Python Pandas Choosing Random Sample of Groups from Groupby

What is the best way to get a random sample of the elements of a groupby? As I understand it, a groupby is just an iterable over groups.
The standard way I would do this for an iterable, if I wanted to select N = 200 elements is:
rand = random.sample(data, N)
If you attempt the above where data is a 'grouped' the elements of the resultant list are tuples for some reason.
I found the below example for randomly selecting the elements of a single key groupby, however this does not work with a multi-key groupby. From, How to access pandas groupby dataframe by key
create groupby object
grouped = df.groupby('some_key')

*DATA EXCERPTS*
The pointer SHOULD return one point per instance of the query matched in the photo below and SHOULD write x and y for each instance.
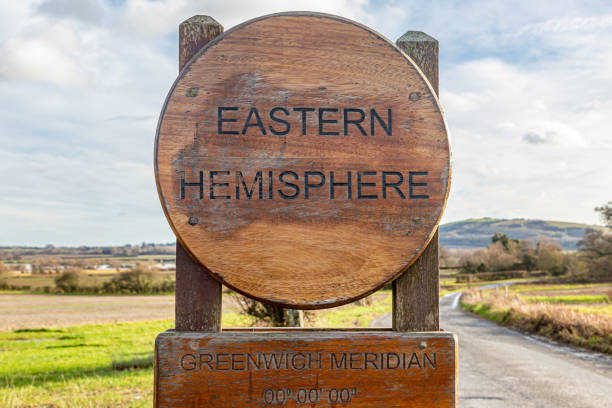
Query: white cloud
(49, 53)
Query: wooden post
(198, 295)
(416, 292)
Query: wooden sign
(306, 369)
(302, 159)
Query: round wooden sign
(302, 159)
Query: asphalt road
(499, 367)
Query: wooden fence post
(198, 295)
(416, 292)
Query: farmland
(577, 314)
(65, 364)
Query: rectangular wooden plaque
(304, 368)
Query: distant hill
(476, 233)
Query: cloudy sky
(526, 86)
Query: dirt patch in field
(598, 290)
(34, 311)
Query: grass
(83, 366)
(556, 321)
(104, 365)
(556, 287)
(354, 315)
(570, 299)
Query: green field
(83, 366)
(102, 365)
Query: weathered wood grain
(306, 368)
(198, 295)
(416, 291)
(194, 33)
(311, 251)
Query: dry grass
(560, 323)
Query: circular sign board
(302, 159)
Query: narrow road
(499, 367)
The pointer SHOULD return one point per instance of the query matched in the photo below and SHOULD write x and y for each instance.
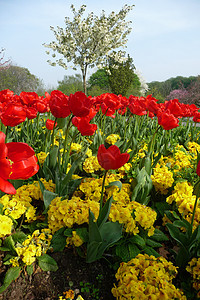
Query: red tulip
(59, 104)
(50, 124)
(175, 107)
(79, 104)
(31, 113)
(83, 126)
(167, 120)
(17, 161)
(111, 158)
(13, 114)
(198, 168)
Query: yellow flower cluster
(75, 240)
(124, 169)
(90, 189)
(122, 206)
(91, 165)
(184, 198)
(143, 216)
(194, 269)
(41, 157)
(193, 148)
(35, 245)
(75, 147)
(70, 296)
(162, 178)
(182, 159)
(70, 212)
(20, 203)
(112, 138)
(146, 277)
(5, 225)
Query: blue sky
(164, 41)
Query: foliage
(121, 188)
(70, 84)
(88, 42)
(99, 78)
(4, 64)
(121, 75)
(19, 79)
(162, 90)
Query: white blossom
(89, 42)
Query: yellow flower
(5, 225)
(112, 138)
(162, 178)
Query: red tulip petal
(24, 169)
(7, 187)
(5, 168)
(3, 148)
(19, 151)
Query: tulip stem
(53, 133)
(65, 142)
(196, 186)
(102, 190)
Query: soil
(92, 281)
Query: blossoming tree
(90, 41)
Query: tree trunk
(84, 80)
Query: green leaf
(68, 232)
(182, 223)
(177, 235)
(19, 237)
(136, 239)
(110, 232)
(152, 243)
(61, 122)
(53, 154)
(115, 183)
(47, 263)
(94, 234)
(29, 269)
(83, 233)
(150, 251)
(162, 207)
(72, 170)
(127, 251)
(12, 274)
(159, 236)
(92, 249)
(47, 198)
(70, 187)
(10, 244)
(1, 209)
(58, 241)
(104, 213)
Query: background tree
(70, 84)
(19, 79)
(162, 89)
(135, 87)
(89, 42)
(193, 92)
(4, 63)
(121, 75)
(99, 78)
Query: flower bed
(107, 177)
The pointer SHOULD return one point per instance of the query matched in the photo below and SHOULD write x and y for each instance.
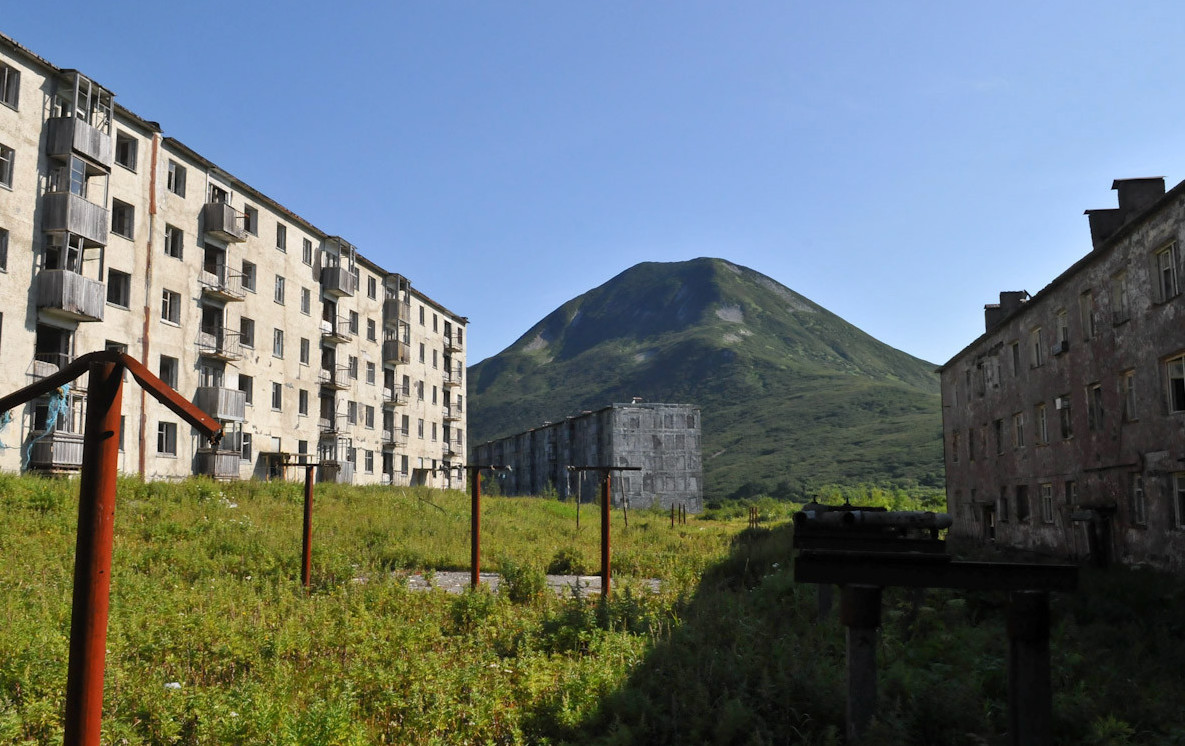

*INSTRUCTION 1*
Reproduce the pandas groupby question word for word, from "If you attempt" down to "grouped = df.groupby('some_key')".
*INSTRUCTION 2*
Turn the paragraph of the pandas groupby question that begins "I found the below example" into a short bulleted list of its main points.

*FINAL RESULT 1*
If you attempt the above where data is a 'grouped' the elements of the resultant list are tuples for some reason.
I found the below example for randomly selecting the elements of a single key groupby, however this does not work with a multi-key groupby. From, How to access pandas groupby dataframe by key
create groupby object
grouped = df.groupby('some_key')

*FINAL RESULT 2*
- An example was found for randomly selecting the elements of a groupby with a single key.
- That example does not work with a groupby on multiple keys.
- The example came from "How to access pandas groupby dataframe by key."